start DATA EXCERPTS

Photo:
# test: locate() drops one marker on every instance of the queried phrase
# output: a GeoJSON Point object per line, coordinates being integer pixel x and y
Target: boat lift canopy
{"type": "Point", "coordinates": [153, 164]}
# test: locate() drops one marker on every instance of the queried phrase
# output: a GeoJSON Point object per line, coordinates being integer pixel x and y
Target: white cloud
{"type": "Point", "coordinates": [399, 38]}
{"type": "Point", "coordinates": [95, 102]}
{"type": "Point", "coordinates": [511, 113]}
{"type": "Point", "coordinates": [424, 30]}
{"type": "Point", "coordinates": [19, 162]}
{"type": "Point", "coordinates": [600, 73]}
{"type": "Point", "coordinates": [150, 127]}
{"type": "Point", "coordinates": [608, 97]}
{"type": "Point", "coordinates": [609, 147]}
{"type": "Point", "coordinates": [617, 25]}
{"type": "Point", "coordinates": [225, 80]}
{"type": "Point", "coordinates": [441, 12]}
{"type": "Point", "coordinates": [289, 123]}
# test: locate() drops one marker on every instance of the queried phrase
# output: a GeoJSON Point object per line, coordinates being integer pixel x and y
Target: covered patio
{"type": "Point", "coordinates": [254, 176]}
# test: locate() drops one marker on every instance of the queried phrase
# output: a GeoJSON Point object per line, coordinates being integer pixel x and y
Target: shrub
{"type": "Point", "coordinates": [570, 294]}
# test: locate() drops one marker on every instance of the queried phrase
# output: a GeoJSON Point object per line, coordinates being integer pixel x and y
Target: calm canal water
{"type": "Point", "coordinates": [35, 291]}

end DATA EXCERPTS

Extract the full listing and reproduce each line exactly.

Photo:
# test: locate() drops one marker on every instance of the queried phrase
# output: a GeoJSON Point object per line, coordinates being integer pixel x and y
Target: boat lift canopy
{"type": "Point", "coordinates": [153, 164]}
# test: locate() drops one marker on every instance of the queried phrase
# output: a GeoJSON Point object per line, coordinates being integer pixel x and y
Target: white cloud
{"type": "Point", "coordinates": [399, 38]}
{"type": "Point", "coordinates": [95, 102]}
{"type": "Point", "coordinates": [511, 113]}
{"type": "Point", "coordinates": [424, 30]}
{"type": "Point", "coordinates": [19, 162]}
{"type": "Point", "coordinates": [600, 73]}
{"type": "Point", "coordinates": [150, 127]}
{"type": "Point", "coordinates": [608, 97]}
{"type": "Point", "coordinates": [609, 147]}
{"type": "Point", "coordinates": [617, 25]}
{"type": "Point", "coordinates": [225, 80]}
{"type": "Point", "coordinates": [441, 12]}
{"type": "Point", "coordinates": [289, 123]}
# test: locate() drops one marker on every instance of the queried phrase
# output: a GeoJSON Point object per line, coordinates being integer pixel x and y
Target: covered patio
{"type": "Point", "coordinates": [254, 176]}
# test: locate() drops one marker on every instance of the queried phrase
# output: a GeoJSON Point object per line, coordinates being integer pixel x and y
Target: shrub
{"type": "Point", "coordinates": [570, 294]}
# test: locate() drops one marker on every instance of the queried phrase
# output: a GeoJSON Point object per line, coordinates being integer pixel x and y
Target: calm canal water
{"type": "Point", "coordinates": [35, 291]}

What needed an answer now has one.